*** DATA TO USE

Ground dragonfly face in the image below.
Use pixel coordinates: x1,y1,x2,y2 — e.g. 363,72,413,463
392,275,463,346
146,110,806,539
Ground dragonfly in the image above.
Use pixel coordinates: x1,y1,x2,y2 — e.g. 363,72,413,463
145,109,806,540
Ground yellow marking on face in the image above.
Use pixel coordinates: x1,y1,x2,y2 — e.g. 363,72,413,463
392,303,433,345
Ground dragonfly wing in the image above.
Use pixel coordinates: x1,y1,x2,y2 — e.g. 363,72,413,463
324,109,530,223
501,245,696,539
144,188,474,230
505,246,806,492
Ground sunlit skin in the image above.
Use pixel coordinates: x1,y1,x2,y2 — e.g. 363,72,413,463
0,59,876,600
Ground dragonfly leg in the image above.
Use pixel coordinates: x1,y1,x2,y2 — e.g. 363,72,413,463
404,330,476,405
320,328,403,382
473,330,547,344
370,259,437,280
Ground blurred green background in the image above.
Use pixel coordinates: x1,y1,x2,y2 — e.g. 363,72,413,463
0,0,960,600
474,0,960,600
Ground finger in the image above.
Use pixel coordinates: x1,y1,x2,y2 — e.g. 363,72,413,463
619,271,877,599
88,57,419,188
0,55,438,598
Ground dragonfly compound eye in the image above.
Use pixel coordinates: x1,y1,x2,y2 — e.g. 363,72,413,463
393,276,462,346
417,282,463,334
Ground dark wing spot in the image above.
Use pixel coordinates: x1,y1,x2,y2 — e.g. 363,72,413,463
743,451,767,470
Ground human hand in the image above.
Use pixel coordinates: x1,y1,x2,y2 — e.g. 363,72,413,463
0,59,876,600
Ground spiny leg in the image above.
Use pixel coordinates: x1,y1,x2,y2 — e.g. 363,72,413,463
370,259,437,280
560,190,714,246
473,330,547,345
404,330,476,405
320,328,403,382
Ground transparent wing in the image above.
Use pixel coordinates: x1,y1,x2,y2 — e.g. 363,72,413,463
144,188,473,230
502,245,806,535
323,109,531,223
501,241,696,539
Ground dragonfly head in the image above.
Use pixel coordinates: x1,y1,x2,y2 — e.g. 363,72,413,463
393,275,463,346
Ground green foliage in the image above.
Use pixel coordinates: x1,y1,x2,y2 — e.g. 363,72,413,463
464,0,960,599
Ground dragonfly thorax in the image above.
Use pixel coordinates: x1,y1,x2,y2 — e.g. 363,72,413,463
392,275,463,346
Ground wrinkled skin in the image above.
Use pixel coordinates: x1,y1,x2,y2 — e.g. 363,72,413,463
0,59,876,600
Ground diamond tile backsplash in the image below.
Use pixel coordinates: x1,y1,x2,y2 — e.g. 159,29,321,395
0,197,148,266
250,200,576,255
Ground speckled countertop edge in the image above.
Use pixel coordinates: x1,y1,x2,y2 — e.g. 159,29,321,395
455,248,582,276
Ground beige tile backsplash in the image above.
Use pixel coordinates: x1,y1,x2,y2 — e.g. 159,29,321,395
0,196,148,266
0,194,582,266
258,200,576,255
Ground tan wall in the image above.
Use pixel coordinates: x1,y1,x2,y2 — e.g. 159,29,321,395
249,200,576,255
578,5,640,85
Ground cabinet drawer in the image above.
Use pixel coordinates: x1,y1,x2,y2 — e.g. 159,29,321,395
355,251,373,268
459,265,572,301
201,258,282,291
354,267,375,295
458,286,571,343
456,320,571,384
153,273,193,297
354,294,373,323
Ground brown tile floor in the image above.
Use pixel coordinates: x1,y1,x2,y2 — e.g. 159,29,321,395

******

■ **WRITTEN INSTRUCTION**: Please rewrite the records from the line containing "Ground tan wall in the image above." through the line containing "354,294,373,323" as a two-column CSV with columns named request and answer. Give one row per request, put each value in a single quoted field, and replace line breaks with spaces.

■ **RESPONSE TO THIS TASK**:
request,answer
"Ground tan wall in the image above. Use pixel coordinates: x1,y1,x2,y2 — e.g. 159,29,321,395","249,200,576,255 578,5,640,85"
"Ground cabinet drawer in the image above. Use pixel coordinates: x1,y1,x2,y2 — e.g. 159,29,321,395","355,251,373,268 459,265,572,301 201,258,282,291 354,267,375,295 458,286,571,343 456,320,571,384 153,273,193,297 354,294,373,323"